— ENTRIES SUPPLIED —

□ □ □ □

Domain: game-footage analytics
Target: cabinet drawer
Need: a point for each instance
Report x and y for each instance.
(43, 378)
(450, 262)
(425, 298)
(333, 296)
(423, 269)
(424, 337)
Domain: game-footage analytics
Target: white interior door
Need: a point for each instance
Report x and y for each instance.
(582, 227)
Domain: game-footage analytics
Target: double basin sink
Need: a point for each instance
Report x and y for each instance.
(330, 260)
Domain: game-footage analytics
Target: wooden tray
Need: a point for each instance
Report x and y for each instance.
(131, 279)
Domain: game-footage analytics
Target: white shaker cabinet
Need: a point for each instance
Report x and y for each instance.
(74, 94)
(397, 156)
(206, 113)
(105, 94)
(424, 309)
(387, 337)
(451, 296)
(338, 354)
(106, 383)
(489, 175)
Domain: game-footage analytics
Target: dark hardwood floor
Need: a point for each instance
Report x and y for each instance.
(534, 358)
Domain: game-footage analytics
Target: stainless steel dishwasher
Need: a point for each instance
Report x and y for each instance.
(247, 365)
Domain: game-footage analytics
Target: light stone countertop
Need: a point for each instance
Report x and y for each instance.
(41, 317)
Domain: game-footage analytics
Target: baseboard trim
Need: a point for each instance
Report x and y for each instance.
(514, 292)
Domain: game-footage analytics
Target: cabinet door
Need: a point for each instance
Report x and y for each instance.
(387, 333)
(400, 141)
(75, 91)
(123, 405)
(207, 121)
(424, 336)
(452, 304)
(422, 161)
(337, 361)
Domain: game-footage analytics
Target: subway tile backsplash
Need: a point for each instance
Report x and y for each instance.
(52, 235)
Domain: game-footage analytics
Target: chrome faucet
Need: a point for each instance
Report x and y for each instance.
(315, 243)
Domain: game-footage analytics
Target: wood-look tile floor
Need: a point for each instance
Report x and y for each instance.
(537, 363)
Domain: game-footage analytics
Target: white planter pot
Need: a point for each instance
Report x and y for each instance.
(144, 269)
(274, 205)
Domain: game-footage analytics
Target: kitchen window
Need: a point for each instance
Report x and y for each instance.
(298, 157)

□ □ □ □

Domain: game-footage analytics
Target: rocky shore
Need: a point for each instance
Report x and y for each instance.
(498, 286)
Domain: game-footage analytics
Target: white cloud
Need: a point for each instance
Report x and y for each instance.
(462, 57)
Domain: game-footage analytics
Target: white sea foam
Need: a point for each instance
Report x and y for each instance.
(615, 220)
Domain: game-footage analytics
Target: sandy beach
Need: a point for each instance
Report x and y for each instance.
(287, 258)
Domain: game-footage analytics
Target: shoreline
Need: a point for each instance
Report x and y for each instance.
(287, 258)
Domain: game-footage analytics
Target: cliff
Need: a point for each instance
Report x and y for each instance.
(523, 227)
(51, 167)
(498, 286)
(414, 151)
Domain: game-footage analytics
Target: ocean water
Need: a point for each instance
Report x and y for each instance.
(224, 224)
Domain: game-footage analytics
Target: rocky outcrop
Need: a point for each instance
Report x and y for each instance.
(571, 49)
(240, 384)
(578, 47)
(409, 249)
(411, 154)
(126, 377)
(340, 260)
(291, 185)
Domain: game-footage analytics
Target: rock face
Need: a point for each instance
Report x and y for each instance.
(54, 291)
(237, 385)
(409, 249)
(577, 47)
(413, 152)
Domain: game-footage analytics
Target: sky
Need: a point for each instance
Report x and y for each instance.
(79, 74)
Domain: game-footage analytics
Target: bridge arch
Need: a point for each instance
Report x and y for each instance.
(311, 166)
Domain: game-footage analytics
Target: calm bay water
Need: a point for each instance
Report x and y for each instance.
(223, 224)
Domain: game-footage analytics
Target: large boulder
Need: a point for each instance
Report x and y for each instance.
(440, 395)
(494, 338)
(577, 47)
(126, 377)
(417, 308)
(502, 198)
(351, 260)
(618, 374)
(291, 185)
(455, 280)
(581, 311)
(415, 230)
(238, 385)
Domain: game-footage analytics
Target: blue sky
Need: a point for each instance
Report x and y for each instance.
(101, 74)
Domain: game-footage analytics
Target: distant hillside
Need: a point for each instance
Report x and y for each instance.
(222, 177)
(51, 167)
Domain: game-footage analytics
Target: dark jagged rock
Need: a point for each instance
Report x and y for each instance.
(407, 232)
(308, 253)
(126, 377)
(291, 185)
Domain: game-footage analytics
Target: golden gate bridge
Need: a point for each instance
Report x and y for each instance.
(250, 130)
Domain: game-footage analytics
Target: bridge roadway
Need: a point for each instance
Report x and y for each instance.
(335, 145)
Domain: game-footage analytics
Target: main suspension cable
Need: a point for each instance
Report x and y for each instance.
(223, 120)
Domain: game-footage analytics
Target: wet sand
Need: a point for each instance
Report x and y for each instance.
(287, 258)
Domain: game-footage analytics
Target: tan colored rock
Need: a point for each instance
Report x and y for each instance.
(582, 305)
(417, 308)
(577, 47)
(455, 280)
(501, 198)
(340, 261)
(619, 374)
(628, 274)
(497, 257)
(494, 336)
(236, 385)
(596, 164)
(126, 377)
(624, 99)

□ □ □ □

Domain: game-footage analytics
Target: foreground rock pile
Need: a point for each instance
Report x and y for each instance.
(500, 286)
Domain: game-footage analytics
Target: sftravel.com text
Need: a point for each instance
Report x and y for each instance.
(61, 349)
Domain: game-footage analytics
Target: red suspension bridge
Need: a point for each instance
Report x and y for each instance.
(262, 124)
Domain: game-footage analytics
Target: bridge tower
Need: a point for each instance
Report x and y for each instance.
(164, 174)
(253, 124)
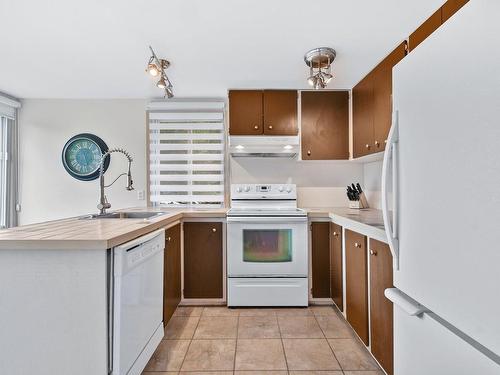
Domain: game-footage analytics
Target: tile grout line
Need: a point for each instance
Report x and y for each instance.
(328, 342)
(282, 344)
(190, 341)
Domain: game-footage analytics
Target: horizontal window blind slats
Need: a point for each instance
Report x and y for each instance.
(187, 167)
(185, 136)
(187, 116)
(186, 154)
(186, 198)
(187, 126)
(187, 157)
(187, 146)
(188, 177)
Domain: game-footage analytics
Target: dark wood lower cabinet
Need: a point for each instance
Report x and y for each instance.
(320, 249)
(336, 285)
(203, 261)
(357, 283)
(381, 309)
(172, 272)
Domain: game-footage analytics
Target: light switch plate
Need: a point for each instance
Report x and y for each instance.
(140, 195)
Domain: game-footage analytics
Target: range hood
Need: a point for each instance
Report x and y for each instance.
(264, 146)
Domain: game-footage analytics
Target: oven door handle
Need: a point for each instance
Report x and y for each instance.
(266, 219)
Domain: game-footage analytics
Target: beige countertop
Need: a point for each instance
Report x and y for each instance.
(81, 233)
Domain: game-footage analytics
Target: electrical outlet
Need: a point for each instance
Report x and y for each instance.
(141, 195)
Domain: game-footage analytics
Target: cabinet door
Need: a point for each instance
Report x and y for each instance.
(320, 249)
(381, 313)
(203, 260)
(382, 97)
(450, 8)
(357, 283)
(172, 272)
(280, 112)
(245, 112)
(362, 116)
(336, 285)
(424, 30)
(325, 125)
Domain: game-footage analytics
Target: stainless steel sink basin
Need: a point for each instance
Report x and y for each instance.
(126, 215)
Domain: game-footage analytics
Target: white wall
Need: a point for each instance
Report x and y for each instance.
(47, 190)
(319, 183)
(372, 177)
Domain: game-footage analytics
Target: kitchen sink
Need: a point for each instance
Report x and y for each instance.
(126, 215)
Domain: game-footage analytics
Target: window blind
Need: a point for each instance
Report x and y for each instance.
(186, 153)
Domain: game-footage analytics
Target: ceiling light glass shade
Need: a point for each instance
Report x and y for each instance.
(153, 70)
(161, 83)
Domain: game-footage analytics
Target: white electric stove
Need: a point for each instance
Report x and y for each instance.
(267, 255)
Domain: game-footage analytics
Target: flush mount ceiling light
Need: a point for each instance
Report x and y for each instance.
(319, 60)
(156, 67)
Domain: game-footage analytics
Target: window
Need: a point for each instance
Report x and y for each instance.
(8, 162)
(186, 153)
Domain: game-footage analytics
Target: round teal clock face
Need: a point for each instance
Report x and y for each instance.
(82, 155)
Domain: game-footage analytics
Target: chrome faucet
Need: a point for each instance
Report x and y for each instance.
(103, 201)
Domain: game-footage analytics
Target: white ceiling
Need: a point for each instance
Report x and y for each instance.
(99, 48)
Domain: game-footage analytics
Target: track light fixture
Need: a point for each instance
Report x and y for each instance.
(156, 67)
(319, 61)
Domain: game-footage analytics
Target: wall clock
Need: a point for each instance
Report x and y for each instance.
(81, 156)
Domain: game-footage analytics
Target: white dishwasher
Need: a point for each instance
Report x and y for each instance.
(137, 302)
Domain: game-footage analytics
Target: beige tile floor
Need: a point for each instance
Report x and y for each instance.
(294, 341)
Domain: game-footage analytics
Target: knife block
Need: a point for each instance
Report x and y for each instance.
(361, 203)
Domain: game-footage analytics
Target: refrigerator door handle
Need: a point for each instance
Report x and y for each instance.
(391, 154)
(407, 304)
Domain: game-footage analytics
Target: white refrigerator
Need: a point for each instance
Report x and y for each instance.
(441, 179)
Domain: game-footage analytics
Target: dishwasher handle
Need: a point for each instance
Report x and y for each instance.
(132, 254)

□ □ □ □

— EXERCISE BRIEF —
Go line by line through the records and copy those that contain the word "water".

— SOLUTION —
Target: ocean water
Target: calm bay water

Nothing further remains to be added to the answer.